Copy the items from the line with "Target: gray t-shirt" through the last item, keeping every line, and shift each coordinate in the answers by -87.

** BEGIN **

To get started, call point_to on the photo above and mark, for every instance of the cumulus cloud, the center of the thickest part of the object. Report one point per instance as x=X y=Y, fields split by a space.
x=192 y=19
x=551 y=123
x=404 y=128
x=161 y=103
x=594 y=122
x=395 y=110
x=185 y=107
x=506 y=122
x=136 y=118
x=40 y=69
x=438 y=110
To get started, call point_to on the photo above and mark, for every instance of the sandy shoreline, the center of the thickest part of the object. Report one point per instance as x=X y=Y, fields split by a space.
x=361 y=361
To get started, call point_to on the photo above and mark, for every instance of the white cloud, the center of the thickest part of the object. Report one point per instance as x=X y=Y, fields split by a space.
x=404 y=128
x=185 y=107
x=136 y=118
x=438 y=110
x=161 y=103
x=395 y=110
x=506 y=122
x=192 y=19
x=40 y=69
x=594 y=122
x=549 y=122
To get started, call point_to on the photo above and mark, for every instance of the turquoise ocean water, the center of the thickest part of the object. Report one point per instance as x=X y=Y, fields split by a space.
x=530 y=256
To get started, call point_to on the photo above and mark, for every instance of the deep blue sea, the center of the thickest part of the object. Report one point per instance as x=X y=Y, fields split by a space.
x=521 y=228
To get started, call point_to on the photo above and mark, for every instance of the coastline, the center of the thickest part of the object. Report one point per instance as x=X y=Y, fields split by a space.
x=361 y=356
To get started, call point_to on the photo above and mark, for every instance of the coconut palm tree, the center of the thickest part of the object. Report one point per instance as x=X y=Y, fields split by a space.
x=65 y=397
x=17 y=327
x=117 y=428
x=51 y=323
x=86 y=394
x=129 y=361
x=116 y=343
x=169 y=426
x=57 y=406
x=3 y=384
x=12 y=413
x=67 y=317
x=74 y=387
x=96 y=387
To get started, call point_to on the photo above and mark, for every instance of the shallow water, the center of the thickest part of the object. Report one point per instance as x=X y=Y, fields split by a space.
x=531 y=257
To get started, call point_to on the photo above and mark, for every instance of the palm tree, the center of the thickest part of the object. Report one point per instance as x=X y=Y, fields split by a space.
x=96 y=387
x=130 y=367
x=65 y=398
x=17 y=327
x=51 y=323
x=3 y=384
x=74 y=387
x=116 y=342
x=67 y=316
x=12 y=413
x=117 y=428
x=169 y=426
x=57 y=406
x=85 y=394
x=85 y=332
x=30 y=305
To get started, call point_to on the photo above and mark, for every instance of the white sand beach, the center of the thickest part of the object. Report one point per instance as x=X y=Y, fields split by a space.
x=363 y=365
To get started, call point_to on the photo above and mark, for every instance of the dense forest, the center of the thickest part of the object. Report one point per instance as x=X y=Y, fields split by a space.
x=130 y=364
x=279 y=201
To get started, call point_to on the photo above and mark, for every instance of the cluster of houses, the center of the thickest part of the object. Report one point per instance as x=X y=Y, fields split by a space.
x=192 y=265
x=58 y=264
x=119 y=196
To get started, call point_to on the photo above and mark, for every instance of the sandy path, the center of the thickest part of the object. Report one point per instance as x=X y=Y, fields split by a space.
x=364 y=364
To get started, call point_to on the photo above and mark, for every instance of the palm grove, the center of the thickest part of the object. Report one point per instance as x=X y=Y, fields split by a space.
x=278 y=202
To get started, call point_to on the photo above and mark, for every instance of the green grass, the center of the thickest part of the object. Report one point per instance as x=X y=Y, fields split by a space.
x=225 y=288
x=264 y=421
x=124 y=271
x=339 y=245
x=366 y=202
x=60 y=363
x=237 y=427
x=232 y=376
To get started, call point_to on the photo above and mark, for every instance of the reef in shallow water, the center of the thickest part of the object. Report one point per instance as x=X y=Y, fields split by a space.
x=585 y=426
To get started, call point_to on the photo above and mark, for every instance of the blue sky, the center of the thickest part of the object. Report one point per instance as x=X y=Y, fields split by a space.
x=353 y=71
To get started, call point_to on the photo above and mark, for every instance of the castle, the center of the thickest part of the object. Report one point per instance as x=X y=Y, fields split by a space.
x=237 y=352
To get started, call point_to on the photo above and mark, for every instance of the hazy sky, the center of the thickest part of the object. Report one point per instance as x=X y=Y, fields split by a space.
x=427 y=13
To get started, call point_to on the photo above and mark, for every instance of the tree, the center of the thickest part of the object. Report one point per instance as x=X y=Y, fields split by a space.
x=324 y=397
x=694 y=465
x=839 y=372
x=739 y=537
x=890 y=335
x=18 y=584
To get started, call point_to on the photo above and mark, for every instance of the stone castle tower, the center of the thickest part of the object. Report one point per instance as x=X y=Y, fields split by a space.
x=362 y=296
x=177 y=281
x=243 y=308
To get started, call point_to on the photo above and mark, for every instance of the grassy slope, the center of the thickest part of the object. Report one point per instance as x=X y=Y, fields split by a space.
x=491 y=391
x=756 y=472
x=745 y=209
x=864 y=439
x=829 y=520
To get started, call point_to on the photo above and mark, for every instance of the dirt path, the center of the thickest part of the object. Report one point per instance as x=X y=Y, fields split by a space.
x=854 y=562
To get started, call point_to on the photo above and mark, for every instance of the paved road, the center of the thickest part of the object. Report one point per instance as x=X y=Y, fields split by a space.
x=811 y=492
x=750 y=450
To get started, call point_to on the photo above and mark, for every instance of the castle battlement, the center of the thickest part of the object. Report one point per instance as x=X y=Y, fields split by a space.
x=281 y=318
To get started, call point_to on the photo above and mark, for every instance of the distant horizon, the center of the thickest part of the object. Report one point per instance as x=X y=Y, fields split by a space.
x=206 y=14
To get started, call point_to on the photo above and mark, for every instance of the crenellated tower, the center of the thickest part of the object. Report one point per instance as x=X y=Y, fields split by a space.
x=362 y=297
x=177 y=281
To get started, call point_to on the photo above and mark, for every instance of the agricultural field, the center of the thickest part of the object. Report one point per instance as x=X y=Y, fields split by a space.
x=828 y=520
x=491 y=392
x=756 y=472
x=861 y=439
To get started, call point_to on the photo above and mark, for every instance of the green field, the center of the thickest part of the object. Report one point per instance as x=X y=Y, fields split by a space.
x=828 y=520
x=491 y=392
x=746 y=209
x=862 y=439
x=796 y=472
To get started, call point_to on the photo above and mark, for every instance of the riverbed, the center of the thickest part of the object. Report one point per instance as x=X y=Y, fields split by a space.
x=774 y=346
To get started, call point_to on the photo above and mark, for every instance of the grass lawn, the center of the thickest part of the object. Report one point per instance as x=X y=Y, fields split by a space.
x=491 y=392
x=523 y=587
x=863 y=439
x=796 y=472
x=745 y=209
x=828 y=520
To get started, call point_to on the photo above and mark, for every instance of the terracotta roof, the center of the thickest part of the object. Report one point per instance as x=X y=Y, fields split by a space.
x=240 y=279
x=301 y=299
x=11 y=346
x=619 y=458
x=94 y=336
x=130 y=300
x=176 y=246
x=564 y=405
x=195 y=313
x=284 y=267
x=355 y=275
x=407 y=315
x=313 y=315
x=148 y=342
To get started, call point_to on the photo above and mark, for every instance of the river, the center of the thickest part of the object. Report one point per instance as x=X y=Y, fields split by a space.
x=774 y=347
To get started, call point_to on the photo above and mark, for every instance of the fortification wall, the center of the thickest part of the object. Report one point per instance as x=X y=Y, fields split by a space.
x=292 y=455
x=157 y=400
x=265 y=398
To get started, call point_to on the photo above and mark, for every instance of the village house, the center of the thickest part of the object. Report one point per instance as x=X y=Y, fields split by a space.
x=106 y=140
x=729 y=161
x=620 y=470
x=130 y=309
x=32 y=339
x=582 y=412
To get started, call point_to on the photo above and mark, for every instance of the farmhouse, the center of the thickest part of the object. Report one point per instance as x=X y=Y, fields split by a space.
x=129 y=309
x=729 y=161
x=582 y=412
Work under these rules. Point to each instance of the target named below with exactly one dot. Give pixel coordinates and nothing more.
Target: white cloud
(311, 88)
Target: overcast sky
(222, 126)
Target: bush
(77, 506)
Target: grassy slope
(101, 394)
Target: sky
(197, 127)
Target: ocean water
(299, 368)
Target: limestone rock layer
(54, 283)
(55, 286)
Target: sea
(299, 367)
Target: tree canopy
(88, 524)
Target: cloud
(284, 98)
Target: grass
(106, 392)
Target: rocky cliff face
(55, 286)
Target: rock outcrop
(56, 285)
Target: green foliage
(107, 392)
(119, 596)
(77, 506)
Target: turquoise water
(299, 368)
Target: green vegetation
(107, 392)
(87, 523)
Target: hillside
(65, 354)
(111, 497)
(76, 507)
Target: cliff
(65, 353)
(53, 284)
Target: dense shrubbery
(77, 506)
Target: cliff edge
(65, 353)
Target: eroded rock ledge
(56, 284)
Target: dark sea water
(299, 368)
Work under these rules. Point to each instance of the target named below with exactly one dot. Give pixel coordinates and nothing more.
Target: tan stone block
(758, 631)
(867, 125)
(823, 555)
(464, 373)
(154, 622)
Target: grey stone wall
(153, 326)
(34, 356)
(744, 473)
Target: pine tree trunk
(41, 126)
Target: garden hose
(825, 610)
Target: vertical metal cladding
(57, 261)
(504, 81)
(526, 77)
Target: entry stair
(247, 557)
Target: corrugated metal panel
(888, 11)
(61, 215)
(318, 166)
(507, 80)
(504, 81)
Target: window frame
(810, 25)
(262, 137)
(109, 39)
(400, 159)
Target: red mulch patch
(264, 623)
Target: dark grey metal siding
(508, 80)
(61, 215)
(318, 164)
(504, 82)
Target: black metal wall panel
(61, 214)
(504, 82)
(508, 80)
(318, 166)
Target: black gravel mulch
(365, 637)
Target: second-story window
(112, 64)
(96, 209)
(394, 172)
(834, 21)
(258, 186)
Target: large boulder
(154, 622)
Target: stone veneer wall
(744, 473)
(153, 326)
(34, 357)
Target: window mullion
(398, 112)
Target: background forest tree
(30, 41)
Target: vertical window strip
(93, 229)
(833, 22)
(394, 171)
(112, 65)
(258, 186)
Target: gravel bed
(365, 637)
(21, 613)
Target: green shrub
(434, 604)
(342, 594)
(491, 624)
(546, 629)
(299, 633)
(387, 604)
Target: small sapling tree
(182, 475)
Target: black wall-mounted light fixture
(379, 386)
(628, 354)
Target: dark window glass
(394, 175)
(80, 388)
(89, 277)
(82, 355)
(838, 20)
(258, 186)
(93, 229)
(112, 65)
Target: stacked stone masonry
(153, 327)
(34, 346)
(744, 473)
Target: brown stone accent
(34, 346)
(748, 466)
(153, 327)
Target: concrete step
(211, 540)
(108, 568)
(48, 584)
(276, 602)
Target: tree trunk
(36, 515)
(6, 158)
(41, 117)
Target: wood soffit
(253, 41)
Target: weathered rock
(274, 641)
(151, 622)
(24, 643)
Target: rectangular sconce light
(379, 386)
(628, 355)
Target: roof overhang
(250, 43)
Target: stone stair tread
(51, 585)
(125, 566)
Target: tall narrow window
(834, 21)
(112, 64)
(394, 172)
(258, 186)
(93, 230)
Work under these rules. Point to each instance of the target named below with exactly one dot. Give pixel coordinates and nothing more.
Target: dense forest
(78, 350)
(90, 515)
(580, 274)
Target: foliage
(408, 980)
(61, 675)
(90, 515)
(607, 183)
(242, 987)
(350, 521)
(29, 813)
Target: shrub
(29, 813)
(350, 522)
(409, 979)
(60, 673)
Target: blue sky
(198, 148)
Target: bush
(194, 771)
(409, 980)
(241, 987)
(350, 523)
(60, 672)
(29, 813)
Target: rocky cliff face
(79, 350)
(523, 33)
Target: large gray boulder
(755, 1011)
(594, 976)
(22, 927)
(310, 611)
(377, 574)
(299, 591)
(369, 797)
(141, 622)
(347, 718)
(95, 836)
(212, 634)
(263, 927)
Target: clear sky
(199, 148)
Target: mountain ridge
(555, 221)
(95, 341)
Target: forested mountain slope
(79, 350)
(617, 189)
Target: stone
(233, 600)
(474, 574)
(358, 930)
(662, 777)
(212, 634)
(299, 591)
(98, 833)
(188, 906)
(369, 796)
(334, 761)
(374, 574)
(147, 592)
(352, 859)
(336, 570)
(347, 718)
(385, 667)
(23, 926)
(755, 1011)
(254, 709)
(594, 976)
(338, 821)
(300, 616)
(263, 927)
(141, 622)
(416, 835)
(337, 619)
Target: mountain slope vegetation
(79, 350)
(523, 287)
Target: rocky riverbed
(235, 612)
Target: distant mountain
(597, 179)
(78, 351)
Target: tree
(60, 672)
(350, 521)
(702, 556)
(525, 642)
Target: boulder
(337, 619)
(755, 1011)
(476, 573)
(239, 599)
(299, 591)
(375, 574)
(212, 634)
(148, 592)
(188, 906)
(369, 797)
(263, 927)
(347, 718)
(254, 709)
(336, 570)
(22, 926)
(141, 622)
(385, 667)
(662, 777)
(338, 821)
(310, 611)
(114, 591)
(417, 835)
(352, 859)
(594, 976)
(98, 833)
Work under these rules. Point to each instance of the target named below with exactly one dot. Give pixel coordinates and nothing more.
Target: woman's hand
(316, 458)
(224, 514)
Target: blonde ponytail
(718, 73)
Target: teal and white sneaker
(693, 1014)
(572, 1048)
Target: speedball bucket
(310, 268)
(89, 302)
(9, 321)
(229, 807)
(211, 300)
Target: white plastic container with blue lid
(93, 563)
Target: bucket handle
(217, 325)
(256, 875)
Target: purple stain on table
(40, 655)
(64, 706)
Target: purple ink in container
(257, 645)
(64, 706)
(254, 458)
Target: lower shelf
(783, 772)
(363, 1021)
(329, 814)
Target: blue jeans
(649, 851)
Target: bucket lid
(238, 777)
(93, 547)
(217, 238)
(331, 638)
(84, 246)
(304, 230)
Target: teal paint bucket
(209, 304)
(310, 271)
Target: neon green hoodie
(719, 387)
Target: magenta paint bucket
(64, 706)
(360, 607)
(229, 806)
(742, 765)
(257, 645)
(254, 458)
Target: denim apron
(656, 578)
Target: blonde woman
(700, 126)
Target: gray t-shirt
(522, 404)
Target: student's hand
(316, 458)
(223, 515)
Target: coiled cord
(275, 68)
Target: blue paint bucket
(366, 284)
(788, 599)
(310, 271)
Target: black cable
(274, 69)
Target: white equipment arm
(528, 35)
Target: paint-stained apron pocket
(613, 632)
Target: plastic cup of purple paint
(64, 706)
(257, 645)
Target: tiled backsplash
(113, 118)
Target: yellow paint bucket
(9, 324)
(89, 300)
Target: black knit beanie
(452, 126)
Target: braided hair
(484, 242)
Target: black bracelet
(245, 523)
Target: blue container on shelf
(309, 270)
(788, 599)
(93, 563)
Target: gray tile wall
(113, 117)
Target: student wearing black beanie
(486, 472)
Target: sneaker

** END **

Solution:
Target: gray t-shirt
(435, 317)
Target: student's hand
(229, 371)
(136, 428)
Target: coiled cord
(188, -19)
Target: blue paint bucket
(279, 197)
(701, 512)
(223, 184)
Target: black cable
(187, -18)
Target: white equipment arm
(441, -52)
Target: paint-stained apron pocket
(526, 545)
Target: plastic cup of purple paint
(-23, 619)
(170, 558)
Target: tiled backsplash
(26, 31)
Target: yellow paint bucket
(-78, 237)
(2, 213)
Target: black knit beanie
(365, 39)
Target: braided hair
(397, 155)
Target: black bracelet
(158, 436)
Target: blue container on shelf
(222, 183)
(701, 512)
(6, 476)
Target: gray tile wall
(26, 30)
Target: student wearing black beanie
(399, 385)
Target: sneaker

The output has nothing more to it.